Petunjuk Tugas:
1/ Salin kata demi kata bagian artikel tentang miopia dari "Jakarta, Beritasatu.com - Organisasi" sampai "termasuk pada anak-anak.".
2/ Jawab pertanyaan berikut berdasarkan artikel tentang miopia.
(a) Menurut WHO, berapa orang yang diperkirakan menderita miopia pada 2030?
(b) Siapa Ketua Layanan JEC Myopia Control Care?
(c) Komplikasi lanjutan apa saja yang bisa ditimbulkan miopia jika tidak segera diatasi?
3/ Teruskan artikel tentang miopia mulai setelah kalimat terakhir yang ditampilkan.

Teks Sumber:
****************
Jakarta, Beritasatu.com - Organisasi Kesehatan Dunia (WHO) menyebutkan, sekitar 40% dari populasi dunia (3,3 miliar orang) akan menderita miopia pada 2030 mendatang. Bahkan, akan mencapai lebih dari setengah populasi dunia atau 4,8 miliar orang pada 2050. Situasi pandemi Covid-19, dinilai turut andil meningkatkan kasus miopia, termasuk pada anak-anak.
Ketua Layanan JEC Myopia Control Care, Gusti G Suardana, mengatakan, pandemi Covid-19 mengubah perilaku masyarakat. Aktivitas di luar ruangan jauh berkurang, sementara kelekatan terhadap gawai berlayar semakin tinggi. Hal ini karena kegiatan selama pandemi masyarakat hanya dilakukan di dalam rumah saja, mulai dari sekolah hingga bekerja. Bahkan studi yang dilakukan Tiongkok baru-baru ini memperlihatkan selama 2020, anak usia 6-8 ternyata 3 kali lipat lebih rawan terkena miopia dibandingkan tahun-tahun sebelumnya.
"Anak-anak belajar jarak jauh secara daring, sedangkan kelompok dewasa juga bertumpu pada gadget untuk bekerja dan bersosialisasi. Artinya, semua kalangan usia semakin berpotensi terserang miopia,” ungkapnya di sela virtual JEC Media Launch: 'Myopia Control Care, The First Comprehensive Myopia Management in Indonesia', Selasa (23/2/2021).
Gusti menambahkan, bukan saja saja membuat penderitanya tidak nyaman ketika beraktivitas, jika tidak segera diatasi, miopia bisa menyebabkan komplikasi lanjutan seperti mata malas, katarak, glaukoma, dan retina lepas. Bahkan, sampai kebutaan. Karenanya, gejala miopia yang terkesan remeh antara lain sering memicingkan mata saat melihat, kesulitan memandang jauh ketika berkendara, sering mendekatkan mata ke layar TV atau ponsel, mata terasa lelah dan tegang, serta kerap mengucek mata.
****************
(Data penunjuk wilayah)
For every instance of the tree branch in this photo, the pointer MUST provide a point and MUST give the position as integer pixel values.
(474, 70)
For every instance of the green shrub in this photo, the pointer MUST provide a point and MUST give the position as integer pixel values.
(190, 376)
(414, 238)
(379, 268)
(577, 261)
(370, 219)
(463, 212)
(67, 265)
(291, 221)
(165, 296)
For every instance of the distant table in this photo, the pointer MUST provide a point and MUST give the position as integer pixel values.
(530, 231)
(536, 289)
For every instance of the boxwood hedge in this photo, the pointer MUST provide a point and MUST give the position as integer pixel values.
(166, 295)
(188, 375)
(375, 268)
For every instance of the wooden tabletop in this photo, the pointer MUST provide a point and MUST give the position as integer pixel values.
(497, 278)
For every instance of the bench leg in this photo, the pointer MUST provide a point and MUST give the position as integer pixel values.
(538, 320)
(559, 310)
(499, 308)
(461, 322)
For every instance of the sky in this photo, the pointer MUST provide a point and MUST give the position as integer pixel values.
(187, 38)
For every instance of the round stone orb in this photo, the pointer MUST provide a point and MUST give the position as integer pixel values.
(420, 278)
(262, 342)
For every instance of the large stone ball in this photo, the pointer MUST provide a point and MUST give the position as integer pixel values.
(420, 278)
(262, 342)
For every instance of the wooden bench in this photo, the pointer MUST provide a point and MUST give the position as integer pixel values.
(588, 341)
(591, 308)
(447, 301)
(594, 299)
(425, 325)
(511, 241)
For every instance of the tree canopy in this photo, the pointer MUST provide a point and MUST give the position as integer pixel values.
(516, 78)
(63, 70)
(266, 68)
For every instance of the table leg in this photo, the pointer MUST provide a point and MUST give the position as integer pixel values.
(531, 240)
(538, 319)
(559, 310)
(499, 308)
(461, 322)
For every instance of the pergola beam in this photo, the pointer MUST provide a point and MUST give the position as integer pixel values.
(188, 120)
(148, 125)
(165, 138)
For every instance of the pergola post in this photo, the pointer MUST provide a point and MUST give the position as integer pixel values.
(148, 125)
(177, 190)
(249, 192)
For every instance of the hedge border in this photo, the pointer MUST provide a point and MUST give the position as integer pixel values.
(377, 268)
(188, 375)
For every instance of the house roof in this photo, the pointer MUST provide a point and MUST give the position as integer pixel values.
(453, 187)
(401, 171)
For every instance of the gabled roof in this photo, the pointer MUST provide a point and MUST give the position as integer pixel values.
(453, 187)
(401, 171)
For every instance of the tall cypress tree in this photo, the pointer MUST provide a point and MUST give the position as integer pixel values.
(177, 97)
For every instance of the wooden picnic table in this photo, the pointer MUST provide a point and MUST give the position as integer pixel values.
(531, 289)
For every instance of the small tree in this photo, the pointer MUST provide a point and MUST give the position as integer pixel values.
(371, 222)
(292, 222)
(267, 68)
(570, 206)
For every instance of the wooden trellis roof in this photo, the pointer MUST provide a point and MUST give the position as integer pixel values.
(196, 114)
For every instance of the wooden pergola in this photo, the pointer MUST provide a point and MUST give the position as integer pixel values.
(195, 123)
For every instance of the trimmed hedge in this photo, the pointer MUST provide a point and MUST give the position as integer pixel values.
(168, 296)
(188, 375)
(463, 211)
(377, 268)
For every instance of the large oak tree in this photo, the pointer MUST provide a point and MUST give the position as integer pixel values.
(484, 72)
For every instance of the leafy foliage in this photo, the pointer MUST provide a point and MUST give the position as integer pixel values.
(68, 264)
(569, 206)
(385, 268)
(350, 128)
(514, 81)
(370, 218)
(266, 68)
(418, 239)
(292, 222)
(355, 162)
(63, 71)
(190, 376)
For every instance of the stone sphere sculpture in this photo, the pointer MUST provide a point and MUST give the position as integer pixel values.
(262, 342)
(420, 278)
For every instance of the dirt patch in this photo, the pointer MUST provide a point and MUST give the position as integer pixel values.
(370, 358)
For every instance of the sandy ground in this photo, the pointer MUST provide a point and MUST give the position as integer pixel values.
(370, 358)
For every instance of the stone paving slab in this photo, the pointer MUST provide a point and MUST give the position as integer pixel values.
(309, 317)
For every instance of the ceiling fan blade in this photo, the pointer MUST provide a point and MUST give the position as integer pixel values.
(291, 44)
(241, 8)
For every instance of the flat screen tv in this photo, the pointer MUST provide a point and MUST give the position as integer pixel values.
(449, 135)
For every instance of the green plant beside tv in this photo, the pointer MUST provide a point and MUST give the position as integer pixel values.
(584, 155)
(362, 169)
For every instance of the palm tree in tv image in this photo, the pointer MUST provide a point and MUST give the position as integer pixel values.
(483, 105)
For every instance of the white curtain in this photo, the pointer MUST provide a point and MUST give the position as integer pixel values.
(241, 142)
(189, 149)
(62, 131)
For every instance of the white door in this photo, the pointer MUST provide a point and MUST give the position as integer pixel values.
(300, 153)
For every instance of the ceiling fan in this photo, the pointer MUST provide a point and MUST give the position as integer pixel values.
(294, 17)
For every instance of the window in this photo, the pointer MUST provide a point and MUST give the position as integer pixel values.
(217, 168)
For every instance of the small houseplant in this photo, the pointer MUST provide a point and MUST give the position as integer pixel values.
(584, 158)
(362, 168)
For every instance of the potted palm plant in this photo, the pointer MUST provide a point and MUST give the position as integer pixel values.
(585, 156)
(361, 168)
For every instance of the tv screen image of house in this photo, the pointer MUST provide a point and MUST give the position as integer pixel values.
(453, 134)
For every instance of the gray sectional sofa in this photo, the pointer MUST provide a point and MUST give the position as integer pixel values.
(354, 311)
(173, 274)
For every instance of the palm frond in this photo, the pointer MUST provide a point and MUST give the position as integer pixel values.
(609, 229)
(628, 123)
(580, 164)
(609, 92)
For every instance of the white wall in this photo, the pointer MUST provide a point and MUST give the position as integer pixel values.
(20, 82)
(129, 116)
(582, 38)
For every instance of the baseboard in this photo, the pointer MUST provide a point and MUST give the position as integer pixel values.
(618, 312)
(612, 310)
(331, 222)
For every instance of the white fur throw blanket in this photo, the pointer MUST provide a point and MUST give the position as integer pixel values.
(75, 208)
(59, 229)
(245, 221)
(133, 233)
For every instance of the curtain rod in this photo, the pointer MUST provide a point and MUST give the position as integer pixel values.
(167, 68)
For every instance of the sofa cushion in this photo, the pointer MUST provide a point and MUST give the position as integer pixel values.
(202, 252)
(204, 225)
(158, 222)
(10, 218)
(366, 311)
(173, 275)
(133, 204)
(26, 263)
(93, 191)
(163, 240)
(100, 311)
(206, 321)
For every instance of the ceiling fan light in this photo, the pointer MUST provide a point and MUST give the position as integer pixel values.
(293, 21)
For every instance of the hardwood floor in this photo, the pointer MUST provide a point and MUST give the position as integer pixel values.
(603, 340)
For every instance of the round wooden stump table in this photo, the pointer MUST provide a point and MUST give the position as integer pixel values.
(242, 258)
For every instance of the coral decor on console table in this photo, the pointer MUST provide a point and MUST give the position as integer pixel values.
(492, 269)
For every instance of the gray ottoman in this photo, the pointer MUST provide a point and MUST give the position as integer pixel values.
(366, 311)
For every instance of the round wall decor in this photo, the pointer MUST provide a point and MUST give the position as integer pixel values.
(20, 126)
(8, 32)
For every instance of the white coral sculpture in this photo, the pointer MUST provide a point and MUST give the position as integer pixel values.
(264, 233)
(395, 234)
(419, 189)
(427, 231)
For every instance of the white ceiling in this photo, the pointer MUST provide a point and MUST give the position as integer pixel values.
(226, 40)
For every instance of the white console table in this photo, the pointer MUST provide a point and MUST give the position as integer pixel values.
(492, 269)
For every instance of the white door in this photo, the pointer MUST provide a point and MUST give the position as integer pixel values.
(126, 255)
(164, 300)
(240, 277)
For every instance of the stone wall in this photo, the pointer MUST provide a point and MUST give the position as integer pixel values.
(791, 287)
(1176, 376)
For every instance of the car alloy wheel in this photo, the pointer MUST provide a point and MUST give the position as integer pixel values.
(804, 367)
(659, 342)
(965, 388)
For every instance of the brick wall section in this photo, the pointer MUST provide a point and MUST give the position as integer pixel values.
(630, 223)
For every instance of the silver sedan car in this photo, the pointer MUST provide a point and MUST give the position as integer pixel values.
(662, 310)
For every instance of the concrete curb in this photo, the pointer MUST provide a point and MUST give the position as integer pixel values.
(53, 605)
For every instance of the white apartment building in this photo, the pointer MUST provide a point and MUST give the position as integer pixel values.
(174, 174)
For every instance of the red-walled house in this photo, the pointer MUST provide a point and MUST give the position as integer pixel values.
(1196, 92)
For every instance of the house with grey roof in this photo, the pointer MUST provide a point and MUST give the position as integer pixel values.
****************
Jawaban:
1/
Jakarta, Beritasatu.com - Organisasi Kesehatan Dunia (WHO) menyebutkan, sekitar 40% dari populasi dunia (3,3 miliar orang) akan menderita miopia pada 2030 mendatang. Bahkan, akan mencapai lebih dari setengah populasi dunia atau 4,8 miliar orang pada 2050. Situasi pandemi Covid-19, dinilai turut andil meningkatkan kasus miopia, termasuk pada anak-anak.

2/
(a) Sekitar 3,3 miliar orang, atau sekitar 40% dari populasi dunia.
(b) Gusti G Suardana.
(c) Mata malas, katarak, glaukoma, dan retina lepas, bahkan sampai kebutaan.

3/
"Jika mengalami ini patut diwaspadai. Untuk itu, disarankan melakukan pemeriksaan mata secara berkala atau minimal 6-12 bulan sekali menjadi kunci," tandasnya.
Sementara, Wakil Ketua JEC Myopia Control Care, Damara Andalia mengatakan, gangguan refraksi, termasuk miopia, menjadi salah satu faktor terbesar penyebab kebutaan di Indonesia. Untuk itu, masalah ini tidak bisa dianggap sepele dan harus segera ditangani, terutama pada kasus miopia pada anak.
"Mengingat miopia akan bersifat progresif, pasien miopia mempunyai beragam pilihan penanganan untuk mengatasi kondisinya. Tentunya, pilihan penanganan didasarkan pada level miopia serta didahului dengan pemeriksaan yang mendalam," jelasnya.
Menurut Damara, terapi Atropin 0,01%, bisa membantu menghambat perkembangan mata minus pada anak-anak usia di bawah 15 tahun. Ada juga, terapi lensa kontak khusus Ortho-K yang dikenakan pada malam hari untuk membantu pasien terbebas dari penggunaan kacamata selama aktivitas keesokan harinya.
"Ortho-K dapat digunakan pada semua usia, sejak usia 5 tahun sekalipun. Sementara, Lasik/ReLEx Smile yang membutuhkan waktu tindakan hanya beberapa detik, disarankan bagi penderita minus tinggi berusia di atas 18 tahun,” tambahnya.